### Excerpted text
▬▬▬

Natural Language Processing (NLP) and its methods have gained importance to assess the huge amount of data produced in the natural language. NLP is a domain that combines machine intelligence with linguistics, to empower machines to interpret human language. As vast amount of data of various structure is been generated in social media, NLP has become a challenging task these days. Most common NLP methods are topic modelling, opinion mining and text summarization. In the COVID-19 epidemics, it is essential to have data assessment methods to interpret the information on various topics discussed and the emotions expressed on those topics. These topics include crisis management, politics, treatment, economic impact, sports, entertainment, news etc.

Emotion analysis is analyzing the user tweets to understand the psychological state of the users, revealing the various emotions such as sadness, happy, fear, anger, trust etc., The emotions are automatically classified using a Convolutional Neural Network (CNN). Manual processing of the tweets is impossible to determine the topic on public opinions. A useful tool that automatically discovers the topic about a document from massive texts is Topic modelling which is an unsupervised machine learning technique. Earlier, the topic modelling was achieved by most common techniques such as Latent Semantic Analysis (LSA) [3], Probabilistic Latent Semantic Analysis (PLSA) [4], Latent Dirichlet Allocation (LDA) [5] and Nonnegative Matrix Factorization (NMF) [6]. The techniques LDA, LSA and PLSA employ the assumption that the document is a collection of topics and every topic is a collection of words. The matrix document-word is split in to document–topic matrix and topic-words matrix by those techniques. The document-topic distribution illustrates each documents’ degree, which belong to a specific topic and the topic-word specifies the degree of each word, which constitutes a topic. Alternatively, NMF directly decomposes the document in to two low-level factor matrices and reveal the structure of the topics that constitute a document. Conventional methods have gained success in topic modelling but suffer from performance degradation when comes to short texts like tweets. Data sparsity is also a problem with these methods. Whereas, the NMF model shows better performance for data with high-dimensional space using dimensionality reduction and clustering.

▬▬▬

### Data supplied
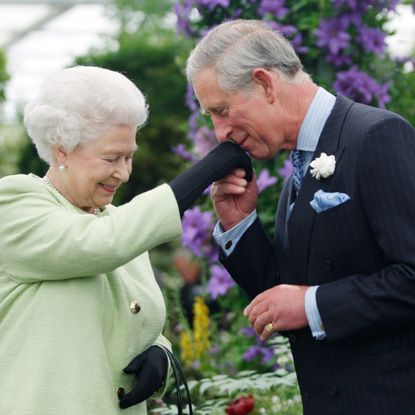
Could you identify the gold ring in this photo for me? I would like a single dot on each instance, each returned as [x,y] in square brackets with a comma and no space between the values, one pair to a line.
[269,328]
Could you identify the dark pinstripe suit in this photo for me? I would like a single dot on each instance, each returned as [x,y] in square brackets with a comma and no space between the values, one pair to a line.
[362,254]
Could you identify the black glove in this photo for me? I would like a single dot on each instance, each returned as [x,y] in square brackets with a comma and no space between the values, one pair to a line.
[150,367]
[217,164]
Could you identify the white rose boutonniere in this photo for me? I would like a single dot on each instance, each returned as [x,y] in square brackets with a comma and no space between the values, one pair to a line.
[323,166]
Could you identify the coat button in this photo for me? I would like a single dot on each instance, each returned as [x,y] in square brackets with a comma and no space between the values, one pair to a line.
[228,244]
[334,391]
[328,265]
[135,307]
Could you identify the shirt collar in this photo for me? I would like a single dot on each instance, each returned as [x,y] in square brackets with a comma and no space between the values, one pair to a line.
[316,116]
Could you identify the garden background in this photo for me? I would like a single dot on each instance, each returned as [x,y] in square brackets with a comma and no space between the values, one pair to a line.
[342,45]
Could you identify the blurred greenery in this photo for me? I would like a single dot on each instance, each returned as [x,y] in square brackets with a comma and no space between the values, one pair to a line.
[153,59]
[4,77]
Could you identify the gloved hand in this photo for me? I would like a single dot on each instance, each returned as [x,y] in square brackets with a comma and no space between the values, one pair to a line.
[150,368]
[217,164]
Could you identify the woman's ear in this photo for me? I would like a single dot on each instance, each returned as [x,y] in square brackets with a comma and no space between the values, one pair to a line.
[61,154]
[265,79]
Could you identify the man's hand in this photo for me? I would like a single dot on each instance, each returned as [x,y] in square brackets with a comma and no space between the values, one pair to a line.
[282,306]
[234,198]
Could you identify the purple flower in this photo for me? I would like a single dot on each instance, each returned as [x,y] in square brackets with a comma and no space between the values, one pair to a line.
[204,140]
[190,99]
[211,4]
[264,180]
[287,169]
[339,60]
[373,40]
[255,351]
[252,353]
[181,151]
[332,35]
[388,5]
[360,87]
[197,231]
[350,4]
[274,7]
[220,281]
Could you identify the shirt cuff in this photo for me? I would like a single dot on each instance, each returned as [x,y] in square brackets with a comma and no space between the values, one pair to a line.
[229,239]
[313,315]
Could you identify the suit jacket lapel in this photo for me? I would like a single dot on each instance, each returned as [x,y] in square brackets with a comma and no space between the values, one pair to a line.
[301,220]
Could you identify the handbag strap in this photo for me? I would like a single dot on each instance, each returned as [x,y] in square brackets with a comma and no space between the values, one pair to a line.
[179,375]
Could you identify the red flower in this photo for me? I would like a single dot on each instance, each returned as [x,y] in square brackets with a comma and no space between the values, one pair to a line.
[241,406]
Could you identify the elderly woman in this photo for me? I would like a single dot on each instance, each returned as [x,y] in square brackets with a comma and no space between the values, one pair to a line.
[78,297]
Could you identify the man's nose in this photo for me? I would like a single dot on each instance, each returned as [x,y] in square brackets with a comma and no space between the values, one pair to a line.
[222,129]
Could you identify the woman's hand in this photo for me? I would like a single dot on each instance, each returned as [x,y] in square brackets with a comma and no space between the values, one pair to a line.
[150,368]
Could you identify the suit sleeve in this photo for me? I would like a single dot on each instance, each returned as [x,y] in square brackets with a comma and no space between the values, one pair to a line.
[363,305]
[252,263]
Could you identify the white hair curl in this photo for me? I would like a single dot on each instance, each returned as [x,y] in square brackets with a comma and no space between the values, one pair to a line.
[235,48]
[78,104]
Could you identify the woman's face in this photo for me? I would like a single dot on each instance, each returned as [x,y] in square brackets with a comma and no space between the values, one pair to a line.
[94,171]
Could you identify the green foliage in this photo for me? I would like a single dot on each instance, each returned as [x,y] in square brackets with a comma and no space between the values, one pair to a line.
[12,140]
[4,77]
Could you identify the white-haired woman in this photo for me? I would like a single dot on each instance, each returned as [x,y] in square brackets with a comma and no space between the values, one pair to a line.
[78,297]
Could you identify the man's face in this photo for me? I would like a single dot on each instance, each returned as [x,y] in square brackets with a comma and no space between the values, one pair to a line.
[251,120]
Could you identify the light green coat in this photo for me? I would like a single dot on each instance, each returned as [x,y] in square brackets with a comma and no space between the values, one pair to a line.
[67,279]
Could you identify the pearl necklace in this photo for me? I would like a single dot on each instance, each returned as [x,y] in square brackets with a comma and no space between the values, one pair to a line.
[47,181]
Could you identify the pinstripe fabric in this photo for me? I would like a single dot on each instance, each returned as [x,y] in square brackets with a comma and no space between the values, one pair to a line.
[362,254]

▬▬▬

### Complete the following
1/ Could you transcribe the NLP passage from "Natural Language Processing" up to and including "entertainment, news etc."?
2/ Can you write the next stretch of the NLP passage, starting right after its final sentence?

### Answers in order
1/
Natural Language Processing (NLP) and its methods have gained importance to assess the huge amount of data produced in the natural language. NLP is a domain that combines machine intelligence with linguistics, to empower machines to interpret human language. As vast amount of data of various structure is been generated in social media, NLP has become a challenging task these days. Most common NLP methods are topic modelling, opinion mining and text summarization. In the COVID-19 epidemics, it is essential to have data assessment methods to interpret the information on various topics discussed and the emotions expressed on those topics. These topics include crisis management, politics, treatment, economic impact, sports, entertainment, news etc.

2/
The research objectives of the work are as follows:

•   To develop an approach for automatically detecting and classifying the COVID-19 tweets exploring the supervised Deep learning model and unsupervised Topic Modelling.

•   To propose a CNN model IBEC-CNN to identify the COVID-19 tweets with multi-labelled emotions and classify them based on intensity level expressed in emotions.

•   To discover the unique topics and issues explored in the COVID-19 tweets.

•   To analyze the topics with positive emotions trust, joy and negative emotions fear, sadness.

The rest of the sections of the paper are structured as follows: Section 2 details about work focused on topic modelling and emotion classification using deep learning. Section 3 describes the proposed methodology, details on implementation. Section 4 discusses the results and performance comparison. Section 5 concludes the work with future enhancements.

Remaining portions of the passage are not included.